#### EXERCISE MATERIAL

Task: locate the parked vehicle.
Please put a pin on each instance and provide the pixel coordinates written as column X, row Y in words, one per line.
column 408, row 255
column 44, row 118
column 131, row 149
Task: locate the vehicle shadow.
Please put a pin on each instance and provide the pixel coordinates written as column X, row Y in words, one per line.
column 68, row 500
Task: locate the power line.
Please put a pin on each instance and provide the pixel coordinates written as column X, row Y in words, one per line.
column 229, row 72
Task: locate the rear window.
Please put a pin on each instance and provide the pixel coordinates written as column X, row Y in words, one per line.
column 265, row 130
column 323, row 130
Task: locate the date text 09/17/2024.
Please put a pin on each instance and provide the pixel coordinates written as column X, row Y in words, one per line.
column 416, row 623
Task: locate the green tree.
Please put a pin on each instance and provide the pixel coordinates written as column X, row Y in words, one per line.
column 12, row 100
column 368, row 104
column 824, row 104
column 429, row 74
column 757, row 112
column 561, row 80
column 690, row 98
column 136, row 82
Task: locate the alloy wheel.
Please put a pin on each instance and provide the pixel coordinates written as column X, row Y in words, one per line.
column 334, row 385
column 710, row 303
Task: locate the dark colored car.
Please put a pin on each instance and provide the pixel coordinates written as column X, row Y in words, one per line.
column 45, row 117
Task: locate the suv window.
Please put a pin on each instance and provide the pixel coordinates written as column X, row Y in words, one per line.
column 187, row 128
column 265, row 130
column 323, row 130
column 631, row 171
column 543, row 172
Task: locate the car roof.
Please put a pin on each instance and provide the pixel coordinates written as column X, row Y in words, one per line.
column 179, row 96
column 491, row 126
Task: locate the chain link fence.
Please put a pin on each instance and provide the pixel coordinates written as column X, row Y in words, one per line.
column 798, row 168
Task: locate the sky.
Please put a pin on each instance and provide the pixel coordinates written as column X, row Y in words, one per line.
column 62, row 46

########

**STATED TASK:**
Arrange the records from their first line up to and including the line with "column 131, row 149" as a Markdown table. Use the columns No. and Line: put a row number in No. and the line in Line, and leave out blank lines.

**TASK RESPONSE:**
| No. | Line |
|---|---|
| 1 | Task: locate the parked vehicle. |
| 2 | Please put a pin on each instance and provide the pixel coordinates written as column X, row Y in words, one per line. |
| 3 | column 408, row 255 |
| 4 | column 44, row 118 |
| 5 | column 131, row 149 |